# EXCERPT TO READ
● ● ● ●

Psoriasis has also been linked to circadian rhythm abnormalities, although the pathophysiology is still unclear. A study by Mozzanica31 found that patients with psoriasis had reduced levels of melatonin. Another study showed an increased incidence of psoriasis in night-shift workers.32 Additionally, the CLOCK gene has been linked to the regulation of psoriasis by regulating interleukin-23R expression in mice.33 Further studies are needed to elucidate the relation of the circadian clock with psoriasis.

● ● ● ●

# EXERCISE DETAILS
Write out the passage on psoriasis and circadian rhythm word for word, starting at "Psoriasis has also" and ending at "clock with psoriasis.".

# Saved entries
● ● ● ●

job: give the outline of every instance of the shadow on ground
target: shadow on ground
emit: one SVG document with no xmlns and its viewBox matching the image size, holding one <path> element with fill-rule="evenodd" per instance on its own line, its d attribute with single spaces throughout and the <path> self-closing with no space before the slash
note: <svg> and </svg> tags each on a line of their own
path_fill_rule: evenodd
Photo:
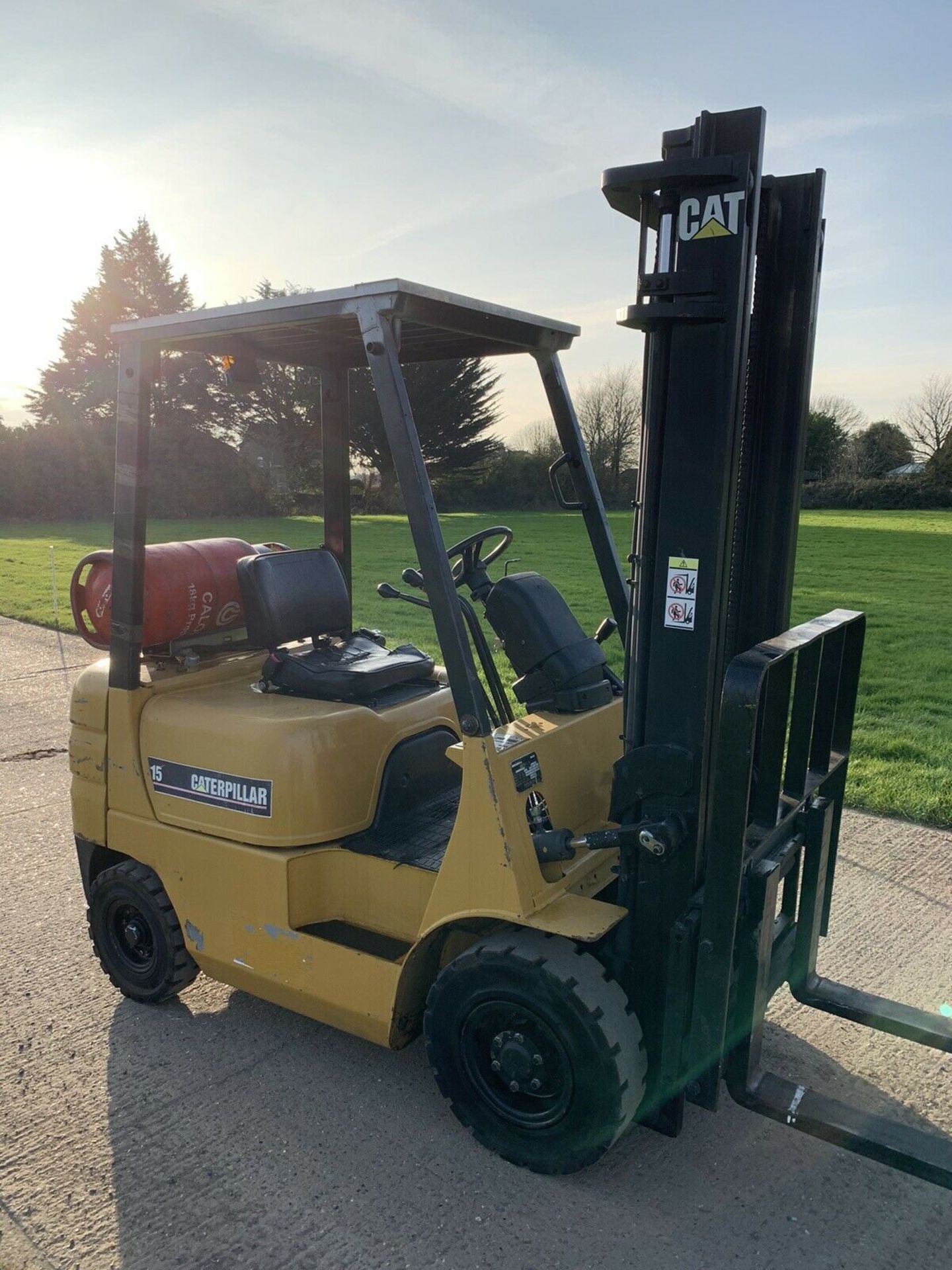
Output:
<svg viewBox="0 0 952 1270">
<path fill-rule="evenodd" d="M 768 1027 L 765 1057 L 928 1126 L 783 1029 Z M 240 992 L 216 1012 L 193 1013 L 188 994 L 121 1002 L 108 1093 L 126 1270 L 885 1270 L 941 1264 L 952 1233 L 946 1193 L 726 1095 L 717 1116 L 689 1109 L 677 1140 L 636 1129 L 585 1173 L 537 1177 L 472 1142 L 420 1044 L 388 1053 Z"/>
</svg>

● ● ● ●

# OUTPUT OF THE TASK
Psoriasis has also been linked to circadian rhythm abnormalities, although the pathophysiology is still unclear. A study by Mozzanica31 found that patients with psoriasis had reduced levels of melatonin. Another study showed an increased incidence of psoriasis in night-shift workers.32 Additionally, the CLOCK gene has been linked to the regulation of psoriasis by regulating interleukin-23R expression in mice.33 Further studies are needed to elucidate the relation of the circadian clock with psoriasis.